======== Selected text ========

What Pederson filled the gallery with on this occasion was mostly wood, slender dowels or delicate slivers of plywood, arranged into simple lattices held together with lengths of colored thread or yarn (all works Untitled, 2010). Some of these structures, which suggest homemade television antennae, are mounted on rough-cut wooden blocks and stand upright on the floor. Others project, without visible means of support, from the gallery walls. Some boast surfaces coated roughly with black glitter, and in a few the wood breaks selectively and quietly into muted color—here a dowel with an olive-green-painted end, there a base stained a dirty gray on one side. Color comes too from the red and blue yarn that is knotted around the sculptures’ joints and stretched taut between them. Taking a lead from Fred Sandback, Pederson uses the wool as a graphic element as well as a structural one. The material’s distinctive fuzziness also introduces something of a painterly quality, its color seeming to bleed onto the walls and into the surrounding air like watercolor into paper.

While Pederson makes frequent use of physical tension in these works, she leaves aside the theatrics of gravity and balance that numerous artists from Richard Serra to Fischli & Weiss (think of the duo’s 1984–86 “Equilibres” series) have exploited. What is important here is not the anticipation that a thread might snap at any moment, catapulting a precarious arrangement across the room, but that the shapes made by the conjoining of elements are somehow compelling in themselves. The aim here is surely simplicity over tricksiness, not cleverness but a kind of artless grace. This requires a sympathetic viewer—the works meet us halfway but no more than that—but at its best, it obviates the need for explanatory backstories, or indeed for words of any kind. These are objects that function in relation to their immediate environment but that may also, given space, hold their own.

In addition to the wood-and-yarn sculptures that made up the bulk of “You’ll Know,” Pederson also showed four rather different works. The first, which was mounted on the wall at the show’s entrance, consisted of an irregular scrap of black velvet wrapped around a small slab of brown felt, strips of silver paper suggesting a loose armature. The second, composed of eighteen small, flat, shardlike pieces of pale wood, their edges darkened with colored pencil, was scattered beneath one of the room’s large cylindrical columns. The third, a cluster of fourteen diminutive unframed collages in which dark photocopies and scraps of silver paper predominate, occupied a good part of a far corner. The fourth was a delicate wall-mounted assemblage of thread and yarn. Taken together, the four works suggest a panoply of influences, from Richard Tuttle to Gedi Sibony, and demonstrate that their maker is eminently capable of both variety and restraint.

======== Extracted entries ========

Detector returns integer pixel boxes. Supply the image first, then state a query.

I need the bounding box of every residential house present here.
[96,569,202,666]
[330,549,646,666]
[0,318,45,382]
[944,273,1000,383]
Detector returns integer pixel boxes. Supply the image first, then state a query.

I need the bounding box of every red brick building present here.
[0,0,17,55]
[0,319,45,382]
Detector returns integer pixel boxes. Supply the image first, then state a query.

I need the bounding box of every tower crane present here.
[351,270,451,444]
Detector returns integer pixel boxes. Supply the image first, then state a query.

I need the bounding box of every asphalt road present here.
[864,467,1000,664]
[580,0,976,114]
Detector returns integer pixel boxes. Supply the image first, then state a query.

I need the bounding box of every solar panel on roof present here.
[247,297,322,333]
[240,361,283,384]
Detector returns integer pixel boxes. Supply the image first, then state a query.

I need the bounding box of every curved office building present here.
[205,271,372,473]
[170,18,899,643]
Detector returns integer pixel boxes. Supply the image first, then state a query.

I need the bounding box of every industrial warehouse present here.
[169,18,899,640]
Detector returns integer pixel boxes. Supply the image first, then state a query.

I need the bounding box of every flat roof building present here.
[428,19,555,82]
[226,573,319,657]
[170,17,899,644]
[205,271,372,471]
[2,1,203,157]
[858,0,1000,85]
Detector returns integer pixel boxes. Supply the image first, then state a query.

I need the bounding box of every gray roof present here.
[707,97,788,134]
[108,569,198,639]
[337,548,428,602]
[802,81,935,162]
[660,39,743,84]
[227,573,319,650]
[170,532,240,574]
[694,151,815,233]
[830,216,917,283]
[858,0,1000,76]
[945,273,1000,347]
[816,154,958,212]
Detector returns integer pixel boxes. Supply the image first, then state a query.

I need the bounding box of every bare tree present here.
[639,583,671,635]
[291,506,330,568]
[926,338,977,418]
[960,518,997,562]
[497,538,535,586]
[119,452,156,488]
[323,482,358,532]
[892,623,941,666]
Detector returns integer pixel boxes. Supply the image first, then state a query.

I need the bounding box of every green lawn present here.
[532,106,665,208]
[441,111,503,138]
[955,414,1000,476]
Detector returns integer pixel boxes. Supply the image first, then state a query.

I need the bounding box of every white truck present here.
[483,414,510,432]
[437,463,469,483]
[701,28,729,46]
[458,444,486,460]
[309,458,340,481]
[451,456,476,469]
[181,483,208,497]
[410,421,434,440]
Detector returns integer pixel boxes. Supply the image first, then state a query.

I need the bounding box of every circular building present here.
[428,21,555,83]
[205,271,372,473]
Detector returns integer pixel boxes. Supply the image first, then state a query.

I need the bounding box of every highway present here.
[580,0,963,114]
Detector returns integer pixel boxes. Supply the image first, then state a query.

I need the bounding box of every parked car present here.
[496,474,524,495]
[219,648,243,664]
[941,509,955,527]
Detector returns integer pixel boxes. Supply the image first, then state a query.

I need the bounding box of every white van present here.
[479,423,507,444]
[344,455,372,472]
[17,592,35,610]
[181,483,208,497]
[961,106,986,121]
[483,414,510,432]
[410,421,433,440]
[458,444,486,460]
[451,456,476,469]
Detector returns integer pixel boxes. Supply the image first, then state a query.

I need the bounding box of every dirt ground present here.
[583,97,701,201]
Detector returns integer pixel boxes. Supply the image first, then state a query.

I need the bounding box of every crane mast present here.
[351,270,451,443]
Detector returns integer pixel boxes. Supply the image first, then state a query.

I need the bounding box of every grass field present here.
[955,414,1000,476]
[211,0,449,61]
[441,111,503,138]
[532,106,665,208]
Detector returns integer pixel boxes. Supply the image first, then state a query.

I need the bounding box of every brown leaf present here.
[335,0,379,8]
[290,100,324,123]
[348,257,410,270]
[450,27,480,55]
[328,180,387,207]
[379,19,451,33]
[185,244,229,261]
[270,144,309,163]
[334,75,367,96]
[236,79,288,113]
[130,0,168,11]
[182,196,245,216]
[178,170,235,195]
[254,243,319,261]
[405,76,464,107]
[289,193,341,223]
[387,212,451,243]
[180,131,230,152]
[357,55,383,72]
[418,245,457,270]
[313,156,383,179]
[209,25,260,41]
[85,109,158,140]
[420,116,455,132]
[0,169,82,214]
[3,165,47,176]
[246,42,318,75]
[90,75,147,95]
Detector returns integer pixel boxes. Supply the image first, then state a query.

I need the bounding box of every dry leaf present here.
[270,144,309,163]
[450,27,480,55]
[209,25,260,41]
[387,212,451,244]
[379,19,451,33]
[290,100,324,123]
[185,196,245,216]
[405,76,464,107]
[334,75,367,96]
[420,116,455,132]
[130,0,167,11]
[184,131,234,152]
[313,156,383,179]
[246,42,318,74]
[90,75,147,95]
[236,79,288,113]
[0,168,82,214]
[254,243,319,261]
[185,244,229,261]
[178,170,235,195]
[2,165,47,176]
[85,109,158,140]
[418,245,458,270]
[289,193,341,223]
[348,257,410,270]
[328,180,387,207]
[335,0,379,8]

========

Task requirements —
(1) Summarize the review of Pederson's show in two sentences.
(2) Quote the passage of the review of Pederson's show that starts with the words containing "While Pederson makes" and ends with "hold their own.".
The stored material has no role in this work.

Task responses —
(1) Pederson's show "You'll Know" consisted mostly of simple wooden lattices held together with colored thread or yarn, some standing on blocks and others projecting from the walls, and the works aim for simplicity over tricksiness rather than the theatrics of gravity and balance. She also showed four rather different works, which together suggest a panoply of influences and demonstrate that she is capable of both variety and restraint.

(2)
While Pederson makes frequent use of physical tension in these works, she leaves aside the theatrics of gravity and balance that numerous artists from Richard Serra to Fischli & Weiss (think of the duo’s 1984–86 “Equilibres” series) have exploited. What is important here is not the anticipation that a thread might snap at any moment, catapulting a precarious arrangement across the room, but that the shapes made by the conjoining of elements are somehow compelling in themselves. The aim here is surely simplicity over tricksiness, not cleverness but a kind of artless grace. This requires a sympathetic viewer—the works meet us halfway but no more than that—but at its best, it obviates the need for explanatory backstories, or indeed for words of any kind. These are objects that function in relation to their immediate environment but that may also, given space, hold their own.